Labeled area outline items:
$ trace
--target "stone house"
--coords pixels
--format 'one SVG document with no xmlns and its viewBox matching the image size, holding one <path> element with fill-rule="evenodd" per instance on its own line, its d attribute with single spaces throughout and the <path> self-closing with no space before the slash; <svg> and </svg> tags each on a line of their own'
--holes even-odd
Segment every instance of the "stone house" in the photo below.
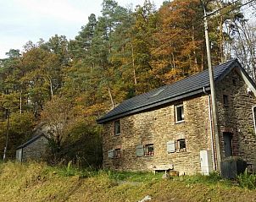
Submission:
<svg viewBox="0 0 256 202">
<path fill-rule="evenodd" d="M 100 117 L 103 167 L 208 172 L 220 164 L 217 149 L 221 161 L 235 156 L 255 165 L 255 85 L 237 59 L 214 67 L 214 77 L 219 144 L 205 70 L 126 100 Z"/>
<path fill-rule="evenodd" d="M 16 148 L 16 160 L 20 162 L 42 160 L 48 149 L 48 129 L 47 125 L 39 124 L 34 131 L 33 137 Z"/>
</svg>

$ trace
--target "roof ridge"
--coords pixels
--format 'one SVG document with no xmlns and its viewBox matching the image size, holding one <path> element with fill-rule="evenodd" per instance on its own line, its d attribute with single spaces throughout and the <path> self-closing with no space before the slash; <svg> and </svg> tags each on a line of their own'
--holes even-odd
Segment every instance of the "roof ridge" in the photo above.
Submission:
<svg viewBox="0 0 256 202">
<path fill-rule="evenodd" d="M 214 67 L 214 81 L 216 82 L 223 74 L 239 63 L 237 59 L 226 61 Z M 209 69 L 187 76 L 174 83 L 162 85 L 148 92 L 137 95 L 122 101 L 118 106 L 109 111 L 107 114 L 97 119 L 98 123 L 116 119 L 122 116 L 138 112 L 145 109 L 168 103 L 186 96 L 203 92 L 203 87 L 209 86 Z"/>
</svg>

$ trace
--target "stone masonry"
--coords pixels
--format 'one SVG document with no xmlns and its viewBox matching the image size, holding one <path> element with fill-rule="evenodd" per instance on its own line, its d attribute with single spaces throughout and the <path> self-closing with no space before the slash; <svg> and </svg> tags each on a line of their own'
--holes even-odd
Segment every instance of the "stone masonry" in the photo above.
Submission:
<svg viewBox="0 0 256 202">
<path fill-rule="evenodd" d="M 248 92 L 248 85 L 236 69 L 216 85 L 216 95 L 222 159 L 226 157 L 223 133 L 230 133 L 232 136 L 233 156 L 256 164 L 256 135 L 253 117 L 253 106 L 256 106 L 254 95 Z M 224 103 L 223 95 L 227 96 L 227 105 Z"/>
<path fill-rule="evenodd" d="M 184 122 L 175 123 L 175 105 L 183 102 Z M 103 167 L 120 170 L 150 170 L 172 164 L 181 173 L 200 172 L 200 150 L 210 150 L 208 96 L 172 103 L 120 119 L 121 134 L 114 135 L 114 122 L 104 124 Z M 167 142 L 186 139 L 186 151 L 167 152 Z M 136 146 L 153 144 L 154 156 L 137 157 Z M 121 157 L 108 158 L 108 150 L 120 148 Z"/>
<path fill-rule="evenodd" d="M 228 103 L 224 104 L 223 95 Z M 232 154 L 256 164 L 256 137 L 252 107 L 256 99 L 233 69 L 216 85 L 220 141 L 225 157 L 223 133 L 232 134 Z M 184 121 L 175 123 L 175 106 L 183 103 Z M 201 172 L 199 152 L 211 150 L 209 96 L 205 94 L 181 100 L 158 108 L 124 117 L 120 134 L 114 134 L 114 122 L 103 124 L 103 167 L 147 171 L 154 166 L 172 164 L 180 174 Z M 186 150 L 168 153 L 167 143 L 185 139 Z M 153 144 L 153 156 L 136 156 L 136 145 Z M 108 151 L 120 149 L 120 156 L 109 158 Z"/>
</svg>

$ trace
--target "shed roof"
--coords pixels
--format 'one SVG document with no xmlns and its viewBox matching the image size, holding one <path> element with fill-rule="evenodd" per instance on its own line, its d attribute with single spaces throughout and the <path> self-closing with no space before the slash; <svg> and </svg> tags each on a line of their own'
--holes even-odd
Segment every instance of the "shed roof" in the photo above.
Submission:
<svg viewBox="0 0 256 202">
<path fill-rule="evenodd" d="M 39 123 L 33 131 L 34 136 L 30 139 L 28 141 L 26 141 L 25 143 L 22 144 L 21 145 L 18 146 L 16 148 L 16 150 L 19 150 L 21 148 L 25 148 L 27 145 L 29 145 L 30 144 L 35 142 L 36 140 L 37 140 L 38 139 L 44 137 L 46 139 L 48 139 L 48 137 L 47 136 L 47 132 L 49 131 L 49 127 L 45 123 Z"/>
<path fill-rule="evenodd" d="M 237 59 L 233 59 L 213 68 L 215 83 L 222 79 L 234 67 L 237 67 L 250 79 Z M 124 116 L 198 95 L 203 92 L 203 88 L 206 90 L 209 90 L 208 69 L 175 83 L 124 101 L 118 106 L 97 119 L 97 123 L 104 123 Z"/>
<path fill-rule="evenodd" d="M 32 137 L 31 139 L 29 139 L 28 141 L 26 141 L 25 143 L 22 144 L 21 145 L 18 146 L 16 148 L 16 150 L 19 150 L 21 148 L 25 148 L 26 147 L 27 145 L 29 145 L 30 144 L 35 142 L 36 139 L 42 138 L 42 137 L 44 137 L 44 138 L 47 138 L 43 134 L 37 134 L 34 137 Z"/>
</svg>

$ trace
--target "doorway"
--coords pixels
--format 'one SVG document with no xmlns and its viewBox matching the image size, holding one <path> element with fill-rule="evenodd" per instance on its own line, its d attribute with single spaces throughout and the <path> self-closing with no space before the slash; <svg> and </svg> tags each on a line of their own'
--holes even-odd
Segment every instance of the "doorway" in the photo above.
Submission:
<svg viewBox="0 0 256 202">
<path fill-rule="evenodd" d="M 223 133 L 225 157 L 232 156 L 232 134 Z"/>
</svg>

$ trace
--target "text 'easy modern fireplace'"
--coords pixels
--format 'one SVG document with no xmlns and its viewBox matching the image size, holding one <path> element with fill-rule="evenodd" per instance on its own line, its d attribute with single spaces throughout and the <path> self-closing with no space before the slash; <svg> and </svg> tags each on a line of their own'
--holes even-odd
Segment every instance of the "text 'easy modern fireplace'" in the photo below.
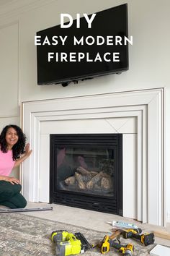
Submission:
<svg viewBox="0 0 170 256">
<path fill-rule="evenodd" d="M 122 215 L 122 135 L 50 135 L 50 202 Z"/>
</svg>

What to produce => Transcribe every record above exactly, leaving out the pictures.

Finished task =>
$ trace
--target "stone house"
--coords pixels
--format 'one SVG document with no xmlns and its viewBox matching the image size, holding one <path> element with fill-rule="evenodd" per instance on its own line, its d attribute with single spaces throughout and the <path> self-closing with no space before the slash; <svg> and </svg> tags each on a line of their own'
--holes even-odd
Segment every instance of the "stone house" in the photo below.
Submission:
<svg viewBox="0 0 256 202">
<path fill-rule="evenodd" d="M 100 117 L 103 167 L 208 172 L 220 164 L 217 149 L 221 161 L 235 156 L 255 165 L 255 85 L 237 59 L 214 67 L 214 77 L 219 144 L 205 70 L 126 100 Z"/>
<path fill-rule="evenodd" d="M 16 148 L 16 160 L 20 162 L 42 160 L 48 149 L 48 129 L 47 125 L 39 124 L 34 131 L 33 137 Z"/>
</svg>

$ trace
--target "roof ridge"
--coords pixels
--format 'one SVG document with no xmlns and its viewBox matching the image size, holding one <path> element with fill-rule="evenodd" per instance on its own line, its d attribute with single spaces throughout and the <path> self-closing with no space before the slash; <svg> and </svg> tags each on a line of their own'
--holes even-odd
Segment every instance of the "roof ridge" in the photo above.
Submission:
<svg viewBox="0 0 256 202">
<path fill-rule="evenodd" d="M 214 67 L 214 81 L 216 82 L 223 74 L 239 63 L 237 59 L 226 61 Z M 209 69 L 187 76 L 174 83 L 162 85 L 148 92 L 137 95 L 122 101 L 118 106 L 109 111 L 107 114 L 97 119 L 98 123 L 116 119 L 122 116 L 138 112 L 145 109 L 168 103 L 186 96 L 203 92 L 203 87 L 209 86 Z"/>
</svg>

$ trace
--target "stone masonry"
--coords pixels
--format 'one SVG document with no xmlns and its viewBox matching the image size, holding one <path> element with fill-rule="evenodd" per instance on its own line, its d attribute with single spaces throughout and the <path> self-closing with no space before the slash; <svg> and </svg> tags each on a line of their own'
--holes even-odd
Segment every instance of the "stone masonry" in the photo above.
Submission:
<svg viewBox="0 0 256 202">
<path fill-rule="evenodd" d="M 248 92 L 248 85 L 236 69 L 216 85 L 216 95 L 222 159 L 226 157 L 223 133 L 230 133 L 232 136 L 233 156 L 256 164 L 256 135 L 253 117 L 253 106 L 256 106 L 254 95 Z M 224 103 L 223 95 L 227 96 L 227 105 Z"/>
<path fill-rule="evenodd" d="M 184 122 L 175 123 L 175 105 L 183 102 Z M 103 167 L 120 170 L 150 170 L 172 164 L 181 173 L 200 172 L 200 150 L 210 150 L 208 96 L 172 103 L 120 119 L 121 134 L 114 135 L 114 122 L 104 124 Z M 167 142 L 186 139 L 186 151 L 167 152 Z M 136 146 L 153 144 L 154 156 L 137 157 Z M 121 157 L 108 158 L 108 150 L 120 148 Z"/>
<path fill-rule="evenodd" d="M 228 103 L 224 104 L 223 95 Z M 232 154 L 256 164 L 256 137 L 252 107 L 256 99 L 233 69 L 216 85 L 220 141 L 225 157 L 223 133 L 232 134 Z M 184 121 L 175 123 L 175 106 L 183 103 Z M 201 172 L 199 152 L 211 150 L 209 96 L 205 94 L 181 100 L 158 108 L 124 117 L 120 134 L 114 134 L 114 122 L 103 124 L 103 167 L 147 171 L 154 166 L 172 164 L 180 174 Z M 186 150 L 168 153 L 167 143 L 185 139 Z M 153 144 L 153 156 L 136 156 L 136 145 Z M 108 151 L 120 149 L 120 156 L 109 158 Z"/>
</svg>

$ trace
--target "shed roof"
--coords pixels
--format 'one SVG document with no xmlns and its viewBox matching the image size, holding one <path> element with fill-rule="evenodd" per instance on its own line, its d attribute with single spaces throughout and the <path> self-closing with no space before the slash; <svg> and </svg> tags each on a line of their own'
--holes even-odd
Segment every instance of the "shed roof" in the photo above.
Submission:
<svg viewBox="0 0 256 202">
<path fill-rule="evenodd" d="M 39 123 L 33 131 L 34 136 L 30 139 L 28 141 L 26 141 L 25 143 L 22 144 L 21 145 L 18 146 L 16 148 L 16 150 L 19 150 L 21 148 L 25 148 L 27 145 L 29 145 L 30 144 L 35 142 L 36 140 L 37 140 L 38 139 L 44 137 L 46 139 L 48 139 L 48 137 L 47 136 L 47 132 L 49 131 L 49 127 L 45 123 Z"/>
<path fill-rule="evenodd" d="M 237 59 L 233 59 L 213 68 L 215 83 L 222 79 L 234 67 L 237 67 L 250 79 Z M 124 116 L 198 95 L 203 92 L 203 88 L 206 90 L 209 90 L 208 69 L 175 83 L 124 101 L 118 106 L 97 119 L 97 123 L 104 123 Z"/>
<path fill-rule="evenodd" d="M 32 137 L 31 139 L 29 139 L 28 141 L 26 141 L 25 143 L 22 144 L 21 145 L 18 146 L 16 148 L 16 150 L 19 150 L 21 148 L 25 148 L 26 147 L 27 145 L 29 145 L 30 144 L 35 142 L 36 139 L 42 138 L 42 137 L 44 137 L 44 138 L 47 138 L 43 134 L 37 134 L 34 137 Z"/>
</svg>

$ trace
--target "doorway"
--coords pixels
--format 'one SVG document with no xmlns and its viewBox matching the image size, holding one <path> element with fill-rule="evenodd" per instance on its own line, its d attribute with single spaces throughout and the <path> self-closing with no space before the slash; <svg> and </svg> tags each on a line of their own'
--holes even-odd
Segment every instance of the "doorway" in the photo above.
Submission:
<svg viewBox="0 0 256 202">
<path fill-rule="evenodd" d="M 223 133 L 225 157 L 232 156 L 232 134 Z"/>
</svg>

$ trace
--target "text 'easy modern fireplace'"
--coords pixels
--format 'one SVG document with no xmlns and its viewBox matching the image size, holding one <path> element with fill-rule="evenodd" per instance on its own line, its d attribute with single spaces throughout and the <path> self-closing with no space before the slash; <svg> and </svg> tags each on a line of their own'
--holes even-odd
Segment every instance of the "text 'easy modern fireplace'" in the photo below.
Submission:
<svg viewBox="0 0 170 256">
<path fill-rule="evenodd" d="M 122 215 L 122 135 L 50 135 L 50 202 Z"/>
</svg>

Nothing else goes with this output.